Task set >>
- A) According to the Walt Peregoy biography, in what year was he inducted into the Disney Legends roster?
- B) Write the next part of the Walt Peregoy biography, starting after its last sentence.
# Start of Reading passage
Alwyn Walter "Walt" Peregoy (November 17, 1925 – January 16, 2015) was an American artist who was a color stylist and background artist for animated cartoons. Among the studios he worked for were Walt Disney Productions 1951–1964, 1974–1983, Format Films and Hanna-Barbera (1968–1971 & 1973).

He received little publicity over his career, but was acclaimed for his avant-garde style.  His dedication, creativity and contributions to animation while at Disney earned Peregoy the honor of being inducted into the Disney Legends roster in 2008.

Life

Early years

Peregoy was born in Los Angeles in 1925.  He spent his early childhood on a small island (Alameda, California) in San Francisco Bay.  He was nine years old when he began his formal art training by attending classes at the California College of Arts and Crafts in Berkeley, California. At the age 12 years old, Peregoy's family returned to Los Angeles, where he enrolled in Chouinard Art Institute's life drawing classes.  At the age 17 Peregoy dropped out of high school and went to work for Disney as an in-betweener.
# End of Reading passage
# Start of Data provided
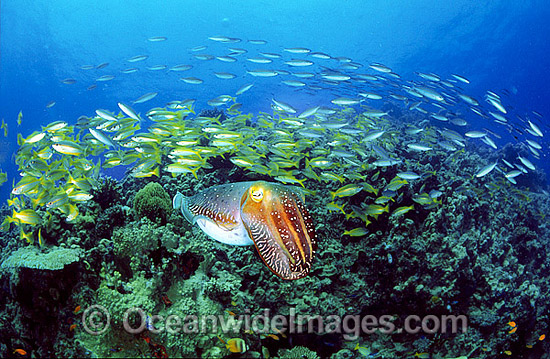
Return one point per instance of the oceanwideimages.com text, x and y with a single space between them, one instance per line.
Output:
96 320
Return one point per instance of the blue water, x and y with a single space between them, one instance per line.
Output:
497 45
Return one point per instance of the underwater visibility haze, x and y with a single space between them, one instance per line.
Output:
290 179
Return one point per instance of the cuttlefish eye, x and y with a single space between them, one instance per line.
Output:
257 194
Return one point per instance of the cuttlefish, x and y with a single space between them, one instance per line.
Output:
271 216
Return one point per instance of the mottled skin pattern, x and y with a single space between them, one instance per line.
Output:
273 216
280 226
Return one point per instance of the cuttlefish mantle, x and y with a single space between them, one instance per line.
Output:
271 216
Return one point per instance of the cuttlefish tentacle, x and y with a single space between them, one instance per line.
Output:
281 228
269 215
216 211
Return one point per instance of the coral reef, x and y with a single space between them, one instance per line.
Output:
153 202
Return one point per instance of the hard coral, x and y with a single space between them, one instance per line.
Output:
153 202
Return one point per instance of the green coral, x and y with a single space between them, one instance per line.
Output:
153 202
55 258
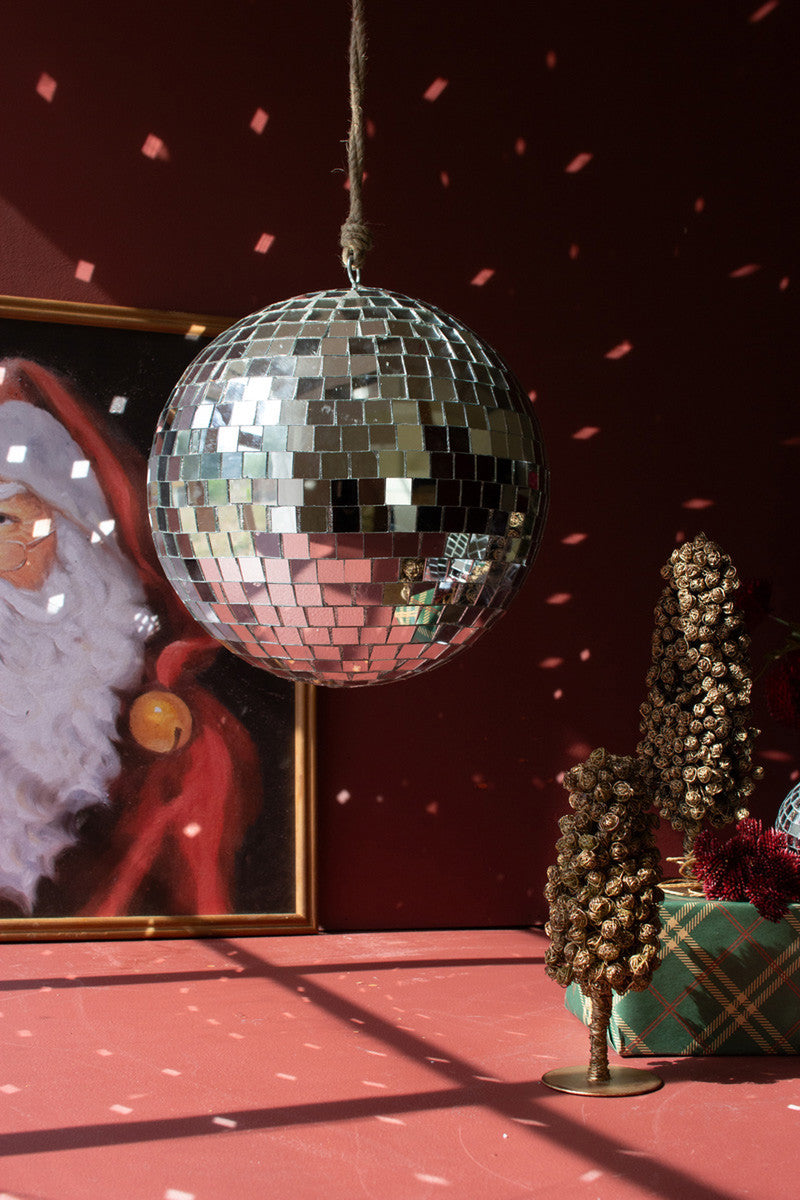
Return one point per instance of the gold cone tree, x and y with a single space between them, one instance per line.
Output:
697 741
603 892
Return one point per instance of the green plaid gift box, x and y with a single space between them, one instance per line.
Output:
728 983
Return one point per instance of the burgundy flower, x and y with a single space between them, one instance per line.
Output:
782 687
753 864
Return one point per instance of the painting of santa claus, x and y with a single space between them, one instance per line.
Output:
149 781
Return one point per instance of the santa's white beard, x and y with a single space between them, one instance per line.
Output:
65 652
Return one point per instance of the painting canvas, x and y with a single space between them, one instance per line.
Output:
150 783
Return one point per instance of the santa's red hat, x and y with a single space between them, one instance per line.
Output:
54 445
198 798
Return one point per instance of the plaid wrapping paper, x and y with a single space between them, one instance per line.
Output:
728 983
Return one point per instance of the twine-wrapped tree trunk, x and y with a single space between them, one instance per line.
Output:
697 741
603 894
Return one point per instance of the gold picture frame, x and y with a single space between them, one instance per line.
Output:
92 354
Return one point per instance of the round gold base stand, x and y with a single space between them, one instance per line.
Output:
624 1081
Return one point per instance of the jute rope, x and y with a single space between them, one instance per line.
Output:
355 237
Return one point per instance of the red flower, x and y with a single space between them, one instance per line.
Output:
753 864
782 687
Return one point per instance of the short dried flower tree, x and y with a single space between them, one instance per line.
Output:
603 919
697 742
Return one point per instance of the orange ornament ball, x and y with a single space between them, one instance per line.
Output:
161 721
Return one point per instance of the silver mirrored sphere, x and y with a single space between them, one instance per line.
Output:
347 487
788 819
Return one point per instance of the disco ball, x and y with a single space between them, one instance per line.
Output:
347 487
788 819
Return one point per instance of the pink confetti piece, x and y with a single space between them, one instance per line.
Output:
46 87
434 90
764 11
619 352
154 148
578 163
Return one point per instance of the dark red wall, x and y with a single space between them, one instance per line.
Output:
438 797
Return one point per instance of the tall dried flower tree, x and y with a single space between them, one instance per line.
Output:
697 742
603 894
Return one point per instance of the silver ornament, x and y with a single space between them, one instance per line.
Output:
347 487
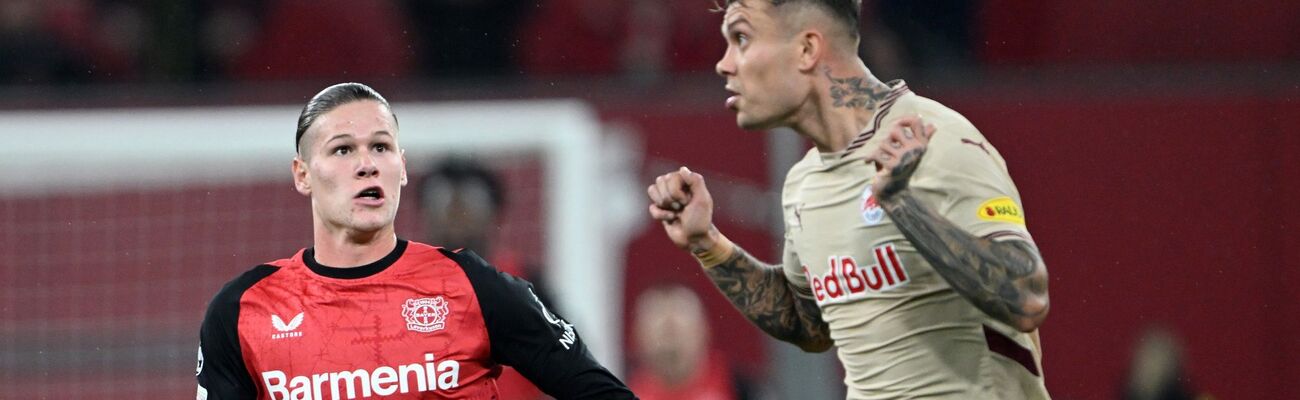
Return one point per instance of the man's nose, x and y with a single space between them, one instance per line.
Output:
367 168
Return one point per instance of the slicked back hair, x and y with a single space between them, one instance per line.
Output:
844 11
333 98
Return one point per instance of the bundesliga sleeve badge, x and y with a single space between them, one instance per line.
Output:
871 211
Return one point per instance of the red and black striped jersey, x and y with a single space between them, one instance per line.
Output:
423 322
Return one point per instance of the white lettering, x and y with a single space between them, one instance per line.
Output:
349 377
384 381
278 387
449 374
845 279
415 370
300 388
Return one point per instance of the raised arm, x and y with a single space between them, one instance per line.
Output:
681 203
1005 279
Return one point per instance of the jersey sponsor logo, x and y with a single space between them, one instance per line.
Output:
568 338
846 281
980 144
1001 209
384 381
425 314
286 330
871 211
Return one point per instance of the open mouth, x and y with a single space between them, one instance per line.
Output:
371 192
733 99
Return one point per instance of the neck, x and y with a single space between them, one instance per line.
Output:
843 105
347 248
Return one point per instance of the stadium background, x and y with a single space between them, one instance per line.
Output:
1152 142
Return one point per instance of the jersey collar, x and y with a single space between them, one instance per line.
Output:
356 272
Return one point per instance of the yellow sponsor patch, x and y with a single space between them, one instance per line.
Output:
1001 209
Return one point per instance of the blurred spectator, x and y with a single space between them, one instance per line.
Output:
460 201
934 33
226 31
466 37
31 48
1157 370
334 39
672 352
636 37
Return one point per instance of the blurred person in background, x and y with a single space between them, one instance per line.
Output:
674 355
932 34
365 313
34 43
466 37
1157 370
460 204
905 244
642 39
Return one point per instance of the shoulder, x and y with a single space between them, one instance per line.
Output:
230 294
481 273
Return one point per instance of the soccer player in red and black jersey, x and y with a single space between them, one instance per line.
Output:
365 314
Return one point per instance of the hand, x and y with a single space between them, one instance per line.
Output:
900 155
681 203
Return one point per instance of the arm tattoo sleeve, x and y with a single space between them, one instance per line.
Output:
766 298
1005 279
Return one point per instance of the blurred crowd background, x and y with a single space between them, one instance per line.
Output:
1152 142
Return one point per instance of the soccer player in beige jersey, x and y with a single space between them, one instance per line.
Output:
905 240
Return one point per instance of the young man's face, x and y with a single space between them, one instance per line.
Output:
352 168
761 65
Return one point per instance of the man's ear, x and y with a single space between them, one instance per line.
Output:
813 48
403 168
300 183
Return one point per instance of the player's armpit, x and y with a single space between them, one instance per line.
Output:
766 298
538 343
1005 279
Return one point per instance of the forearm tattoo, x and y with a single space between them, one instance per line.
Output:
766 298
856 91
997 277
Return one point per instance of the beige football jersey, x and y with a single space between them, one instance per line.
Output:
901 331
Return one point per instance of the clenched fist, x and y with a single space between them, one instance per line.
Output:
900 155
681 203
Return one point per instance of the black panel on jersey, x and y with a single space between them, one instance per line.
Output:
355 272
538 344
222 372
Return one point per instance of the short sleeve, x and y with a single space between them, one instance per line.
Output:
965 177
221 370
793 268
540 344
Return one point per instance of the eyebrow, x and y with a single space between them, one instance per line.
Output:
733 22
350 135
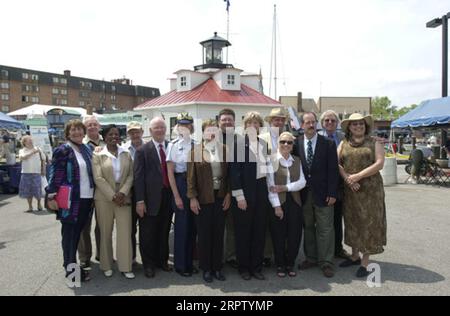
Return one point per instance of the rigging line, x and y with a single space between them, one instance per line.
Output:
275 49
281 57
271 62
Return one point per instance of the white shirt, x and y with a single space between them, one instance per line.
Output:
157 148
291 186
33 163
178 153
274 137
314 143
86 192
114 160
131 149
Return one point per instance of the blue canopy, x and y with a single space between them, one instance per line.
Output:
8 122
429 113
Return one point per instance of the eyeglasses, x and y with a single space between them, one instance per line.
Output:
359 123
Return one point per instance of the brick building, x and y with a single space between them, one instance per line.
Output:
21 87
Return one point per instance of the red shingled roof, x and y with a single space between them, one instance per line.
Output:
209 91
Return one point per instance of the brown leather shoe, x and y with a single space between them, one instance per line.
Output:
149 272
307 265
328 271
166 268
342 254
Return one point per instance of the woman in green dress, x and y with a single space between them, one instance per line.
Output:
360 160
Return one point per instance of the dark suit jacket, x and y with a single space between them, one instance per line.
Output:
243 173
148 181
323 177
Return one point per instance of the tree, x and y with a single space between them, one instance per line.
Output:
382 109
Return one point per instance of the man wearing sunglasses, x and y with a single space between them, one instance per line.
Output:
318 155
330 121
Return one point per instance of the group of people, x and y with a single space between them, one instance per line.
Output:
260 190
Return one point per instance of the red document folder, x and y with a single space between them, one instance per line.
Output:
64 196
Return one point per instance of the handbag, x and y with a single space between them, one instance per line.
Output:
44 184
43 163
62 200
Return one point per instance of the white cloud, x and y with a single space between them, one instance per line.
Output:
366 47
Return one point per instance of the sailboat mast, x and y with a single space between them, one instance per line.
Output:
275 48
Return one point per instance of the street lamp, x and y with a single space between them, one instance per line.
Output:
433 24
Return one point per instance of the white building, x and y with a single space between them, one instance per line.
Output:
209 88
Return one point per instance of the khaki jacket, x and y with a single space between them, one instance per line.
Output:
102 169
200 179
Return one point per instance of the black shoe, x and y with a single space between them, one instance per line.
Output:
362 272
166 267
350 262
85 277
342 254
246 276
86 265
267 262
207 277
258 276
233 263
183 273
194 270
149 272
219 276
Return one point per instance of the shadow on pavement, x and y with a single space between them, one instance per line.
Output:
306 280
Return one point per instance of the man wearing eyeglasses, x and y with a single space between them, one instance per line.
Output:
318 155
330 121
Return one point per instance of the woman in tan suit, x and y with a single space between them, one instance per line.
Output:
113 176
209 193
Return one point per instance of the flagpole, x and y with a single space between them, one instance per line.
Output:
228 28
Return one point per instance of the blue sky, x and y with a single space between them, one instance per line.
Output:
328 48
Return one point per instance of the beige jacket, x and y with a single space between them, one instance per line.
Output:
102 169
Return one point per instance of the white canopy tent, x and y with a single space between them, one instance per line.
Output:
42 109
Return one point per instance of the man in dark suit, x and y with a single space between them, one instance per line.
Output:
153 196
330 121
320 166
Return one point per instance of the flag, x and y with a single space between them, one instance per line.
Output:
228 4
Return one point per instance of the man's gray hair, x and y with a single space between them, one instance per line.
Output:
156 120
329 112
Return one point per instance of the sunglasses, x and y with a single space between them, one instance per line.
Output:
357 123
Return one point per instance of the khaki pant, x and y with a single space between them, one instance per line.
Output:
85 243
319 232
106 213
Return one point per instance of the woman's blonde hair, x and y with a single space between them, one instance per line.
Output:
287 134
209 122
24 139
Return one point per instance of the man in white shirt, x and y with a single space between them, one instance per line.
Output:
277 121
153 196
95 141
135 133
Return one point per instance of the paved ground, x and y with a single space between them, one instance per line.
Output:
415 262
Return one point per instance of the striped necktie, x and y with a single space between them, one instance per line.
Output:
310 155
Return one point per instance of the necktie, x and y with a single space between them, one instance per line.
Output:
333 138
310 154
162 154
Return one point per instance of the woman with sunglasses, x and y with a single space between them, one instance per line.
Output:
285 182
249 189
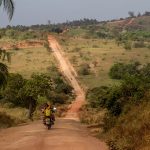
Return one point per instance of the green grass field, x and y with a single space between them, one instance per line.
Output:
100 55
30 60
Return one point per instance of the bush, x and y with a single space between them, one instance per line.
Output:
128 45
120 70
139 44
84 69
6 121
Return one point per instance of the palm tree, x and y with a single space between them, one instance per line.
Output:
3 75
9 7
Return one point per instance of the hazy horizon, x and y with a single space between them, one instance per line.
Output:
29 12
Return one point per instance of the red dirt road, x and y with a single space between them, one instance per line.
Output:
66 134
69 72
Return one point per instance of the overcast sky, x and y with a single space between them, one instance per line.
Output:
29 12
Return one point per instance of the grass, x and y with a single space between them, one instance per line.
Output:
85 51
132 131
30 60
12 116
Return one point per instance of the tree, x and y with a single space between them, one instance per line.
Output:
9 7
131 14
3 75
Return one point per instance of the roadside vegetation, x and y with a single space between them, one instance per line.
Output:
112 61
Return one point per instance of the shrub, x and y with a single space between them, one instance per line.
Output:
139 44
128 45
120 70
84 69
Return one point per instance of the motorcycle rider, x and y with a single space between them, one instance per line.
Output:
48 113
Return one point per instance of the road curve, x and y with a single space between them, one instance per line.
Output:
66 134
69 72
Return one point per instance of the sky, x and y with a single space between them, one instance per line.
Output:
30 12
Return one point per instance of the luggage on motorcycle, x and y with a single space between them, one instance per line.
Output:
47 121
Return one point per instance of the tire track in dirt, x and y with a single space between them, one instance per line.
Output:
69 72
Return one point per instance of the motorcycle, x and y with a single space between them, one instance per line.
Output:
48 123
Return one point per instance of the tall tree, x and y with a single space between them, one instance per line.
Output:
8 6
3 74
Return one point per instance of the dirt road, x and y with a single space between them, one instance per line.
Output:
66 134
69 72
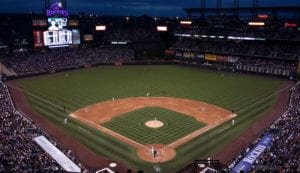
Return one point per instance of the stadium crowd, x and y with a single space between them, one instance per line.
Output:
122 30
283 154
18 151
267 63
52 60
249 48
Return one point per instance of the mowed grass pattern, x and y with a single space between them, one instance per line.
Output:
132 125
250 97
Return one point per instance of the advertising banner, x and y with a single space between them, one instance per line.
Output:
56 154
246 163
38 39
169 52
188 55
222 58
211 57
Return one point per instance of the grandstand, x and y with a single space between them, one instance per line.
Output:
220 40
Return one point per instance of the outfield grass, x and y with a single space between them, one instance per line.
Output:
249 96
132 125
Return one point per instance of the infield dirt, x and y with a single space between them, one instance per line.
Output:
99 113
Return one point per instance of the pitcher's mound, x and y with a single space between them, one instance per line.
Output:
163 153
154 124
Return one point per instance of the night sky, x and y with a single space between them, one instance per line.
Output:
166 8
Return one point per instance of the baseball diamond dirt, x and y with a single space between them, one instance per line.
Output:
94 162
97 114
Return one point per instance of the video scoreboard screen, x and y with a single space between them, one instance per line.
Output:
57 34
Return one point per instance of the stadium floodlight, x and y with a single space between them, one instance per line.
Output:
186 22
256 23
162 28
263 16
100 27
286 24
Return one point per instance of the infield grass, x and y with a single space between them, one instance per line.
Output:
132 125
250 97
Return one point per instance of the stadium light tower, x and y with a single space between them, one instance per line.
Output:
219 6
254 7
236 5
202 8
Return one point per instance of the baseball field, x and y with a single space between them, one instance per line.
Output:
123 113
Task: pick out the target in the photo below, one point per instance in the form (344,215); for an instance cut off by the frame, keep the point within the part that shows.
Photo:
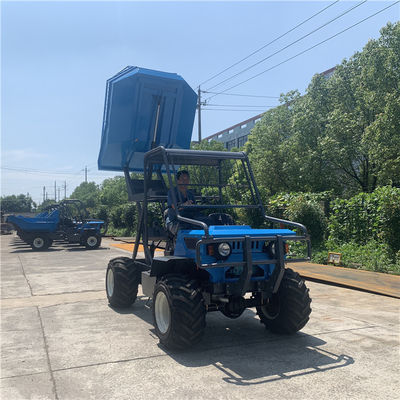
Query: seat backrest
(221,219)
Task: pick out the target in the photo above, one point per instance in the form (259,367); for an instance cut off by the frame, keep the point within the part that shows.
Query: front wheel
(178,312)
(122,281)
(92,241)
(40,242)
(288,310)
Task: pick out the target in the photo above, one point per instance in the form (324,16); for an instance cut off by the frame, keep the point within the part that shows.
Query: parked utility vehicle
(67,221)
(211,263)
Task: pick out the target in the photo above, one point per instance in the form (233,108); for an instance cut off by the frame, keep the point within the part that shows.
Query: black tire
(288,310)
(40,242)
(122,281)
(91,241)
(178,312)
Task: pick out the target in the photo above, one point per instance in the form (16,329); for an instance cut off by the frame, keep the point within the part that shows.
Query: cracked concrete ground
(61,340)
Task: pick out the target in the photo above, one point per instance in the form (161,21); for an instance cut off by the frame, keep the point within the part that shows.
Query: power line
(241,95)
(290,44)
(224,109)
(234,105)
(306,50)
(36,171)
(269,43)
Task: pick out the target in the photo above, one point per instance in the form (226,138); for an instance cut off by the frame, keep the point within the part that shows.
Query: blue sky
(56,57)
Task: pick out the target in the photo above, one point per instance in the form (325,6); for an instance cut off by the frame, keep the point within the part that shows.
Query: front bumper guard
(242,284)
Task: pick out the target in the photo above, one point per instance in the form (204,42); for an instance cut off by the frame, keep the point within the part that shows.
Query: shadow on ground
(248,354)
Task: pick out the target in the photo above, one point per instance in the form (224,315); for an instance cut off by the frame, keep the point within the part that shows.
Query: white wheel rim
(110,282)
(162,312)
(91,241)
(38,243)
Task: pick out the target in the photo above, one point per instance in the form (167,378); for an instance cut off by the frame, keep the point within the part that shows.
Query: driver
(183,196)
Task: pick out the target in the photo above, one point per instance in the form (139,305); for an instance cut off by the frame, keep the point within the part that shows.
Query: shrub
(373,256)
(305,208)
(368,216)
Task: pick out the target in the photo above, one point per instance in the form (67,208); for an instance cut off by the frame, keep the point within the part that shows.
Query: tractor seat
(221,219)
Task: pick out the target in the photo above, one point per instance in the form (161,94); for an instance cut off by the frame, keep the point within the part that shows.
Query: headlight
(224,249)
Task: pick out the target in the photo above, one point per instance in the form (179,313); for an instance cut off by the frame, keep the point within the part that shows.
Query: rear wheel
(92,241)
(122,281)
(288,310)
(40,242)
(178,311)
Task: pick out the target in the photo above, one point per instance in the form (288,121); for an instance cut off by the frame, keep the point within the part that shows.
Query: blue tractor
(210,262)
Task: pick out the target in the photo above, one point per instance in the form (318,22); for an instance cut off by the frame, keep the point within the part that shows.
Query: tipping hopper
(144,109)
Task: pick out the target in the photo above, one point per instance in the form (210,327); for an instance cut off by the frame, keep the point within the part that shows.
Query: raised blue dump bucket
(144,109)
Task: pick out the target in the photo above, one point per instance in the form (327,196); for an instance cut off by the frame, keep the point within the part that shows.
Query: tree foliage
(343,134)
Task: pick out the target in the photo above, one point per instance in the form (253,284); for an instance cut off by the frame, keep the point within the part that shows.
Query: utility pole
(199,112)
# End of Data provided
Results for each task >>
- A) 2008

- B)
In 1942, he joined the U.S. Coast Guard and served for three years in the Infirmary as a 1st Class Petty Officer.  After World War II he continued his art education, studying at the University de Belles Artes, San Miguel de Allende in Guanajuato, Mexico, and with Fernand Léger in Paris.

Animation work

In 1951, Peregoy returned to the United States and resumed his career with The Walt Disney Studios. Although skilled with these more conventional projects, Peregoy's personal style began to surface. Peregoy's unique style began to meshed well with that of his contemporary, stylist Eyvind Earle. Peregoy and Earle's work on Paul Bunyan (1958) was nominated for an Academy Award in the short category.  Their unique style of animation on Paul Bunyan was a departure for Disney. Peregoy continued to work at Disney for an additional 14 years.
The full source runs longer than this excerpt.